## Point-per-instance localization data
◇ ◇ ◇ ◇ ◇

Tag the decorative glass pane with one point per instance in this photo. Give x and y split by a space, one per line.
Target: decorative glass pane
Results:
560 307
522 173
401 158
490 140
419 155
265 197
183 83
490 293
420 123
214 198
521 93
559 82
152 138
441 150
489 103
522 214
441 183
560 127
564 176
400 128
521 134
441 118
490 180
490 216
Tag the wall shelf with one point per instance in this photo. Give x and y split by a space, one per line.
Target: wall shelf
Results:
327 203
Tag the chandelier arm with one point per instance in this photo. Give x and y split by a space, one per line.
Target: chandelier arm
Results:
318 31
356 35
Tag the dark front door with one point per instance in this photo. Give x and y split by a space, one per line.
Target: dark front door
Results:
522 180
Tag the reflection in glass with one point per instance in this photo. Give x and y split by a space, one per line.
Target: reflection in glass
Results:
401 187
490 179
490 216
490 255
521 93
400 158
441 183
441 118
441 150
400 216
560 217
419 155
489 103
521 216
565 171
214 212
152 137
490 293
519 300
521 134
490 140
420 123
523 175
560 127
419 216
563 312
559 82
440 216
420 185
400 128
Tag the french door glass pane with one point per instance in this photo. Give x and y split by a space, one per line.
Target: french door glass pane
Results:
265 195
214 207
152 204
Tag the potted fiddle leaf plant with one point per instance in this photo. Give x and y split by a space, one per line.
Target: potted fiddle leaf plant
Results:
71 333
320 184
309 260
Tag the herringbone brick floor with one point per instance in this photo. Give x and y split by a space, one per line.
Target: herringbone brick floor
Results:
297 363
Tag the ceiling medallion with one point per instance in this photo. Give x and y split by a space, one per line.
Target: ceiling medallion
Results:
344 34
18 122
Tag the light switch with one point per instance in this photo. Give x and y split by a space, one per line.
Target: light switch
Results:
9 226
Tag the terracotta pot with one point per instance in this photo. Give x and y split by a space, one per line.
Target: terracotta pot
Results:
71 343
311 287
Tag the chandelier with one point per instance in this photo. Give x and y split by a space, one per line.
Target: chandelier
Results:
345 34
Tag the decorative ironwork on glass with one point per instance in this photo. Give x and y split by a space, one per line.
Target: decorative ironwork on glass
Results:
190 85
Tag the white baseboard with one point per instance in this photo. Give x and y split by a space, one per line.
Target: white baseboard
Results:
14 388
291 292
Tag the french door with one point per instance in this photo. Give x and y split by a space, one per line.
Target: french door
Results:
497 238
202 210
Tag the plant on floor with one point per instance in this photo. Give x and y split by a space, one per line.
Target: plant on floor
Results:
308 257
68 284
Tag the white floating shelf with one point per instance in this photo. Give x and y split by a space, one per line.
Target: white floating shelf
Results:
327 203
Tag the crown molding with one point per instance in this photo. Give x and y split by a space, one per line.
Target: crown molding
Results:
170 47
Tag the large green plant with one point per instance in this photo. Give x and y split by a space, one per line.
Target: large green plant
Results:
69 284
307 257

◇ ◇ ◇ ◇ ◇

Output the records exactly.

## Response
Tag the decorative glass pane with one point per instance in this photo. Give x and y split by a space, one per line.
Target: decorative glass pane
Results:
560 307
522 173
401 158
490 140
419 155
265 197
183 83
490 293
420 123
214 198
521 93
559 82
152 138
441 150
489 103
522 214
441 183
560 127
564 176
400 128
521 134
441 118
490 180
490 216
Tag the wall shelf with one point per instance in this photo. Give x and y split by a space, one per line.
Target: wall shelf
Results:
327 203
Tag the chandelier arm with one point per instance in this photo. Give x and y split by a space, one per line.
Target: chandelier arm
Results:
318 31
356 35
Tag the dark front door with one point per instance in this photo. Give x and y split by a space, one per line.
Target: dark front door
Results:
522 180
Tag the reflection in glass with one point per instance in this photo. Give x and y split by a space, one per line.
Target: reflection in glass
Results:
401 187
490 179
490 216
490 255
521 93
400 158
441 183
441 118
441 150
400 216
560 217
419 155
489 103
521 216
565 171
214 212
152 137
490 293
519 300
521 134
490 140
420 123
523 175
560 127
419 216
563 312
559 82
440 216
420 185
400 128
Tag the french door glass pane with one point per instance in this photo. Give x and y split by a space, one per line.
Target: french door glass pane
Results:
265 195
214 207
152 204
Tag the potted fiddle leaf plant with one point per instance in this photo. Give x and y split by a space, one per line.
Target: potted fiddle leaf plant
Results:
71 333
320 184
309 260
Tag the herringbone brick floor with one point per instance in this photo. Give x and y split by a space, one per line.
Target: herringbone brick floor
Results:
297 363
Tag the ceiling medallion with one point per instance in this photo. Give x and y split by a space, one per line.
Target: ceiling medallion
Results:
344 34
18 122
Tag the light switch with one point per instance in this photo. Give x and y split by a space, one per line.
Target: light switch
Results:
9 226
Tag the terracotta pot with one point per instance in this photo. Give x and y split by a space, one per line.
Target: terracotta pot
Results:
71 343
311 287
Tag the chandelier with one point per instance in this photo. Give x and y split by a space, one per line.
Target: chandelier
Results:
345 34
Tag the decorative ironwork on glass with one point per instance in this photo. Give x and y split by a space, one per line.
Target: decorative ironwork on glass
Results:
190 85
Tag the white baseboard with one point per instance in this photo. Give x and y split by a space, one per line.
Target: white baseboard
Results:
14 388
291 292
Tag the french door with one point per instance in this photo. Give x and y split by a space, one per line.
Target: french door
Results:
497 238
202 210
Tag the plant on floor with one point per instance in this photo. Give x and y split by a space, one per line.
Target: plant on floor
Results:
308 257
68 284
Tag the white floating shelf with one point per instance in this photo. Give x and y split by a space, one per line.
Target: white floating shelf
Results:
327 203
Tag the crown molding with one point per instance in this photo. Give x and y split by a space, one per line.
Target: crown molding
Results:
170 47
Tag the large green plant with one point per instance in this photo. Give x and y split by a space, one per line.
Target: large green plant
Results:
69 284
307 257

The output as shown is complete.